[proofplan]
Work locally on the [open set](/page/Open%20Set) $U$ and express the Chern connection in the holomorphic frame $e$. The condition $(\nabla^E)^{0,1}=\bar{\partial}_E$ forces the connection matrix to have only type $(1,0)$, while metric compatibility determines that matrix by differentiating the entries $H_{ij}=h(e_i,e_j)$. This gives $\partial H=H\theta$, hence $\theta=H^{-1}\partial H$. Finally, the curvature is computed from the local formula $d\theta+\theta\wedge\theta$, and the identity $\partial(H^{-1}\partial H)=-\theta\wedge\theta$ leaves only the $\bar{\partial}$ term.
[/proofplan]
[step:Use the holomorphic frame to restrict the connection matrix to type $(1,0)$]
Let $\omega \in \Omega^1(U;\operatorname{Mat}_r(\mathbb{C}))$ denote the full connection matrix of $\nabla^E$ in the row-frame convention:
\begin{align*}
\nabla^E e = e\omega.
\end{align*}
Thus, for each $j \in \{1,\dots,r\}$,
\begin{align*}
\nabla^E e_j = \sum_{i=1}^r e_i\omega_{ij}.
\end{align*}
Since $e_1,\dots,e_r$ are holomorphic local sections and $(\nabla^E)^{0,1}=\bar{\partial}_E$, we have
\begin{align*}
(\nabla^E)^{0,1}e_j = \bar{\partial}_E e_j = 0
\end{align*}
for every $j$. Therefore the $(0,1)$ part of every entry $\omega_{ij}$ is zero. Hence $\omega$ has type $(1,0)$. We write
\begin{align*}
\theta := \omega \in \Omega^{1,0}(U;\operatorname{Mat}_r(\mathbb{C})).

* * * * * * * * *

* Set exercise 1 *
In the Chern connection proof, what expression for $\theta$ follows from $\partial H=H\theta$?
* Set exercise 2 *
Please write the next part of the Chern connection proof, picking up right after its final line.

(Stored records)
* * * * * * * * *

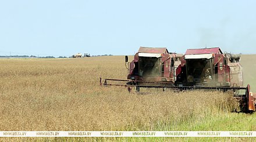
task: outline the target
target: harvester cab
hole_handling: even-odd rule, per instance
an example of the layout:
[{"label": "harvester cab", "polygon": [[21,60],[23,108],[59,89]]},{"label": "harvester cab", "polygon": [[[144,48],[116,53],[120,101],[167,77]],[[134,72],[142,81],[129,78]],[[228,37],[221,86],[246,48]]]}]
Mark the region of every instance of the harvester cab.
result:
[{"label": "harvester cab", "polygon": [[227,59],[219,48],[188,49],[183,58],[184,85],[230,86]]},{"label": "harvester cab", "polygon": [[175,54],[169,53],[165,48],[140,47],[134,60],[128,63],[127,79],[140,84],[141,81],[174,83],[175,62]]}]

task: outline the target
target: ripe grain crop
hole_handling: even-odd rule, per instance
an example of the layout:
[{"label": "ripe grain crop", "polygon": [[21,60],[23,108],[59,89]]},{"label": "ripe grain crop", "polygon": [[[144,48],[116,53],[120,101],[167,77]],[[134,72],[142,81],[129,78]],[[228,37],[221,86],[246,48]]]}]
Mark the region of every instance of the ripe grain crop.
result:
[{"label": "ripe grain crop", "polygon": [[[137,94],[99,86],[100,77],[126,79],[123,56],[1,59],[0,65],[0,131],[256,130],[255,115],[231,112],[238,104],[228,93],[151,89]],[[40,140],[122,140],[62,139]]]}]

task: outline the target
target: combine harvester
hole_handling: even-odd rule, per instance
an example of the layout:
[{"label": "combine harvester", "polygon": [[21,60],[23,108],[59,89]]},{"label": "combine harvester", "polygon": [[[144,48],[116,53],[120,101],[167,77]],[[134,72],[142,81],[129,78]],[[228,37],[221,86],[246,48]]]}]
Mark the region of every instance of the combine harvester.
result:
[{"label": "combine harvester", "polygon": [[140,47],[131,63],[125,57],[127,79],[104,79],[103,85],[126,86],[129,92],[133,86],[136,92],[141,88],[231,90],[243,111],[254,112],[256,99],[249,85],[243,87],[239,61],[240,55],[223,53],[219,48],[188,49],[182,55],[165,48]]}]

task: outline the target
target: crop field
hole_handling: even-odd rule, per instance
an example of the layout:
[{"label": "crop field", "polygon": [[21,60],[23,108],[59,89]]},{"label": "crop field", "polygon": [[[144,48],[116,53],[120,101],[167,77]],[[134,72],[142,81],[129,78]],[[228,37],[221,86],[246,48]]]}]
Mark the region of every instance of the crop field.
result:
[{"label": "crop field", "polygon": [[[132,56],[129,56],[131,60]],[[244,83],[256,92],[255,55],[243,55]],[[232,93],[99,86],[126,79],[124,56],[0,59],[0,131],[256,131],[256,114]],[[0,141],[253,141],[255,138],[0,138]]]}]

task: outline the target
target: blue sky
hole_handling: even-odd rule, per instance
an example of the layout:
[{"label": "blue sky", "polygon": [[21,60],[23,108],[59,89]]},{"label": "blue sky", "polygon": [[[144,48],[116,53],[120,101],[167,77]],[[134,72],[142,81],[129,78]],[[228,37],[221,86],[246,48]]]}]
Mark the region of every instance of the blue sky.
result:
[{"label": "blue sky", "polygon": [[1,1],[0,55],[256,53],[256,1]]}]

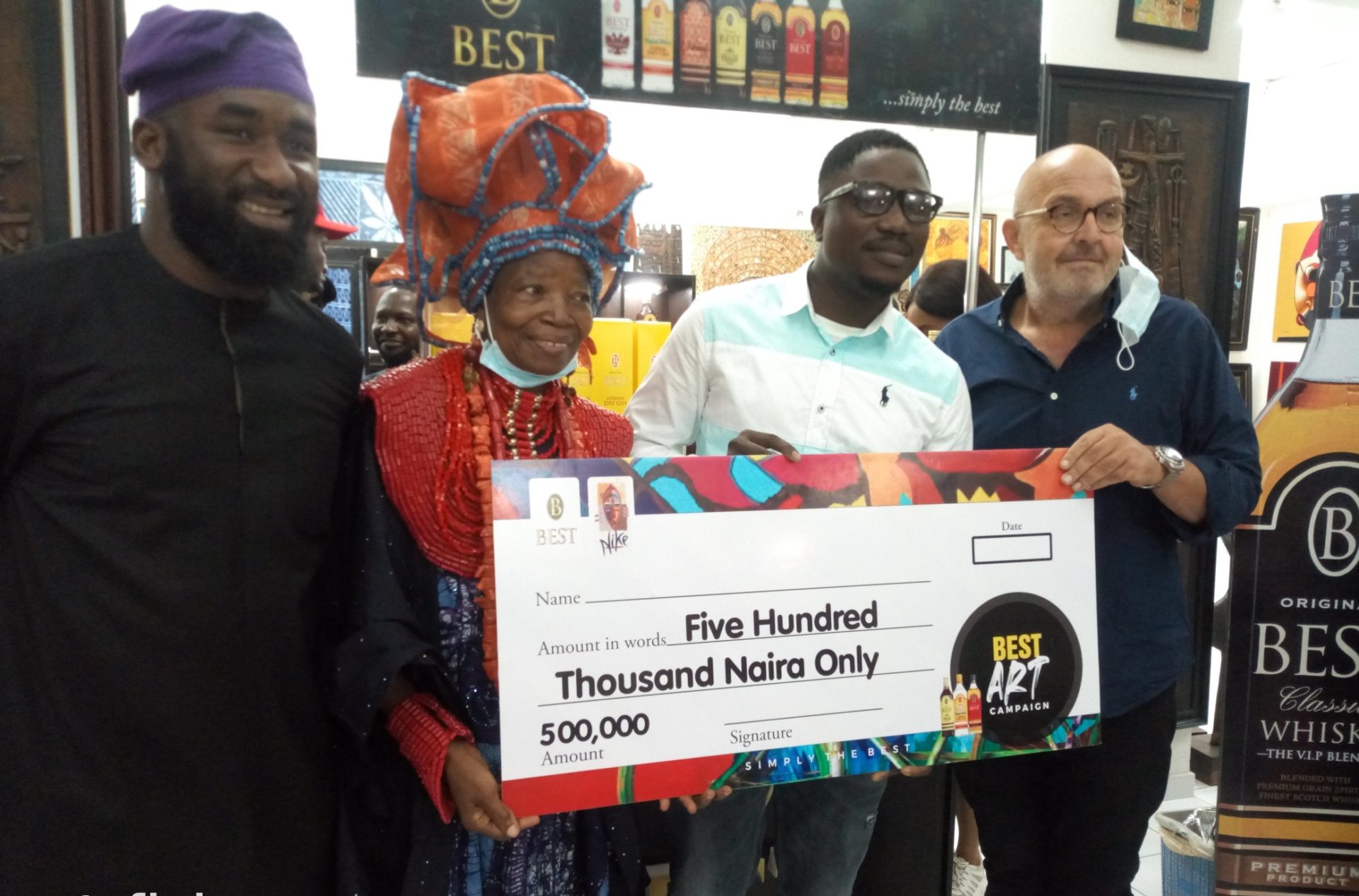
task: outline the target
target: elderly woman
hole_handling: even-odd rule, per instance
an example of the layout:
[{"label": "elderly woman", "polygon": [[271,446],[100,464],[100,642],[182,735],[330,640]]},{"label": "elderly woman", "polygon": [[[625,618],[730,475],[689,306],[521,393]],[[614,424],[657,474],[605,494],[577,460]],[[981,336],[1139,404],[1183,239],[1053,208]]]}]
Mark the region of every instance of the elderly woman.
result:
[{"label": "elderly woman", "polygon": [[[516,819],[497,783],[491,461],[621,457],[632,430],[561,383],[633,249],[641,173],[556,75],[408,75],[387,192],[405,246],[374,281],[476,315],[472,345],[364,385],[336,703],[361,744],[341,892],[637,893],[625,809]],[[457,823],[453,817],[457,816]]]}]

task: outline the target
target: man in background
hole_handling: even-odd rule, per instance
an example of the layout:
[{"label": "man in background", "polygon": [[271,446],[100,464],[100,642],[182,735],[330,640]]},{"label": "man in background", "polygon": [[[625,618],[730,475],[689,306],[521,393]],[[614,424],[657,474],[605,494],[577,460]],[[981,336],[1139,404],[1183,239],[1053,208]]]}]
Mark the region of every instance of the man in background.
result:
[{"label": "man in background", "polygon": [[302,57],[147,14],[140,227],[0,261],[0,893],[330,896],[314,581],[360,359]]},{"label": "man in background", "polygon": [[317,204],[317,220],[307,235],[307,257],[298,280],[298,295],[318,309],[336,300],[336,284],[330,283],[330,277],[326,275],[326,242],[344,239],[357,230],[352,224],[330,220],[326,216],[326,209]]},{"label": "man in background", "polygon": [[420,303],[413,291],[386,287],[379,292],[372,310],[372,344],[385,370],[420,356]]}]

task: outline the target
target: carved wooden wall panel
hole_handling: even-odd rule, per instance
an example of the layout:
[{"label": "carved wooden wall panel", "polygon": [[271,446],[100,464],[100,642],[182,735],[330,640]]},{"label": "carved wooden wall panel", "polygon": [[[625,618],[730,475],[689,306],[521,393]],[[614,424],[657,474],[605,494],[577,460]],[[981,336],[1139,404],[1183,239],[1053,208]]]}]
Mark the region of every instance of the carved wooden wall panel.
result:
[{"label": "carved wooden wall panel", "polygon": [[56,0],[0,0],[0,256],[71,234]]}]

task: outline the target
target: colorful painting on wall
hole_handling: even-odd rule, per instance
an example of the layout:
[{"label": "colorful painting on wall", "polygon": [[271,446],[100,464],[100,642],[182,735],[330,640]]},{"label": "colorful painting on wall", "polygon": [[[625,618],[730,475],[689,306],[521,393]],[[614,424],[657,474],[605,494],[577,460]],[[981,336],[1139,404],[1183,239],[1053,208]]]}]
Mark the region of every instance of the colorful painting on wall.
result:
[{"label": "colorful painting on wall", "polygon": [[788,273],[815,254],[817,237],[810,230],[700,224],[693,228],[696,294],[703,295],[728,283]]},{"label": "colorful painting on wall", "polygon": [[1133,41],[1205,50],[1211,29],[1212,0],[1120,0],[1114,33]]},{"label": "colorful painting on wall", "polygon": [[[996,271],[996,216],[981,216],[981,246],[977,250],[977,260],[987,273]],[[925,242],[925,254],[920,260],[919,272],[936,261],[949,258],[968,260],[968,239],[972,237],[968,227],[968,215],[957,212],[942,212],[930,222],[930,239]]]},{"label": "colorful painting on wall", "polygon": [[1279,287],[1275,294],[1273,341],[1302,343],[1307,339],[1306,321],[1316,298],[1317,242],[1321,222],[1309,220],[1283,226],[1279,242]]}]

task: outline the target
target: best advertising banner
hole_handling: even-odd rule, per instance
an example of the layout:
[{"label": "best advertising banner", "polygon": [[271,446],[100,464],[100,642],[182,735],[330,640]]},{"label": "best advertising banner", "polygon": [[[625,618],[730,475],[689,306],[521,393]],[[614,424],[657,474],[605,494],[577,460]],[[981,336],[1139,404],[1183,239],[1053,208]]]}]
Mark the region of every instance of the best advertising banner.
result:
[{"label": "best advertising banner", "polygon": [[520,816],[1095,744],[1060,451],[493,465]]},{"label": "best advertising banner", "polygon": [[1037,129],[1041,5],[355,0],[366,76],[557,71],[610,99],[1011,133]]},{"label": "best advertising banner", "polygon": [[[1359,387],[1284,390],[1257,423],[1265,494],[1231,559],[1216,892],[1355,893]],[[1279,428],[1288,413],[1320,419]]]}]

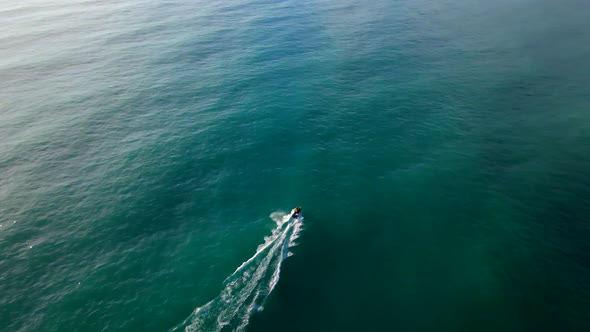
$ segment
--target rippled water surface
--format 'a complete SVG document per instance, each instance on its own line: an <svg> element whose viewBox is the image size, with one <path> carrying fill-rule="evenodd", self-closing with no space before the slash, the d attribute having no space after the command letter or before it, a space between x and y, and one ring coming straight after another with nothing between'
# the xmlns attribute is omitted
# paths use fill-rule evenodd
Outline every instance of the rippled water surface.
<svg viewBox="0 0 590 332"><path fill-rule="evenodd" d="M585 1L0 26L0 331L590 331Z"/></svg>

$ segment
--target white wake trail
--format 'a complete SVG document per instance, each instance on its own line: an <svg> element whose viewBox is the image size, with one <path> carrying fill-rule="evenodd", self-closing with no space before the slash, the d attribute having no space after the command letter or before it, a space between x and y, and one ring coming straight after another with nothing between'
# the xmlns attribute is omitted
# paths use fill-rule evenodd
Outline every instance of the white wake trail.
<svg viewBox="0 0 590 332"><path fill-rule="evenodd" d="M242 263L223 282L221 293L195 309L180 325L172 329L193 331L244 331L250 316L262 310L264 302L279 281L283 260L292 255L290 248L301 231L303 218L274 212L276 223L270 236L256 253Z"/></svg>

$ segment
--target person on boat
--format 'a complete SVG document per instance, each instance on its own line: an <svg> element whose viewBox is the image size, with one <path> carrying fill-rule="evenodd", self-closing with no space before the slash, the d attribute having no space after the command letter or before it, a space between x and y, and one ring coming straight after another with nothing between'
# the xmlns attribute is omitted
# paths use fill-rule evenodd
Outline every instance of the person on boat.
<svg viewBox="0 0 590 332"><path fill-rule="evenodd" d="M293 214L291 215L291 217L293 217L293 218L299 217L299 215L301 214L301 208L298 206L294 210L295 211L293 212Z"/></svg>

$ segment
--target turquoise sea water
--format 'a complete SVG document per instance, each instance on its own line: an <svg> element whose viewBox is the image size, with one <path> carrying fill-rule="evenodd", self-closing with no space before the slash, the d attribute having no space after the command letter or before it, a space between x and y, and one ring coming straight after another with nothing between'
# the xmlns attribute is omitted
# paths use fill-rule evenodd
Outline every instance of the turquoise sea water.
<svg viewBox="0 0 590 332"><path fill-rule="evenodd" d="M590 330L585 1L0 26L0 331Z"/></svg>

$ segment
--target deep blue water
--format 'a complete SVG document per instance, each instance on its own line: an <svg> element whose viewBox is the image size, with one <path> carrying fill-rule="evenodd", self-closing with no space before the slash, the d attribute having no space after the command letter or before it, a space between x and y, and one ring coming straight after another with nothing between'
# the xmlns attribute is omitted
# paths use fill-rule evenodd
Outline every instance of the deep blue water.
<svg viewBox="0 0 590 332"><path fill-rule="evenodd" d="M585 1L0 26L0 331L590 330Z"/></svg>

* * * * * * * * *

* Exercise answer 1 *
$\theta=H^{-1}\partial H$

* Exercise answer 2 *
\end{align*}
[/step]
[step:Apply metric compatibility to derive $\partial H=H\theta$]
Fix indices $i,j \in \{1,\dots,r\}$. Since $\nabla^E h=0$, metric compatibility gives
\begin{align*}
d(h(e_i,e_j)) = h(\nabla^E e_i,e_j) + h(e_i,\nabla^E e_j).
\end{align*}
Using $\nabla^E e_i=\sum_{k=1}^r e_k\theta_{ki}$ and $\nabla^E e_j=\sum_{\ell=1}^r e_\ell\theta_{\ell j}$, together with conjugate-linearity of $h$ in the first argument and linearity in the second, this becomes
\begin{align*}
dH_{ij} = \sum_{k=1}^r \overline{\theta_{ki}}H_{kj} + \sum_{\ell=1}^r H_{i\ell}\theta_{\ell j}.
\end{align*}
The forms $\theta_{\ell j}$ have type $(1,0)$, so the forms $\overline{\theta_{ki}}$ have type $(0,1)$. Taking the $(1,0)$ part gives
\begin{align*}
\partial H_{ij} = \sum_{\ell=1}^r H_{i\ell}\theta_{\ell j}.
\end{align*}
Since this holds for every pair $(i,j)$, the matrix identity is
\begin{align*}
\partial H = H\theta.
\end{align*}
[guided]
The point of this step is that metric compatibility is the condition that determines the unknown $(1,0)$ connection matrix. We already know from the holomorphic-frame condition that no $(0,1)$ component remains, so the only unknown object is
\begin{align*}
\theta \in \Omega^{1,0}(U;\operatorname{Mat}_r(\mathbb{C})).
\end{align*}
For fixed indices $i,j \in \{1,\dots,r\}$, the metric matrix entry is the smooth function
\begin{align*}
H_{ij}: U \to \mathbb{C}, \qquad H_{ij}=h(e_i,e_j).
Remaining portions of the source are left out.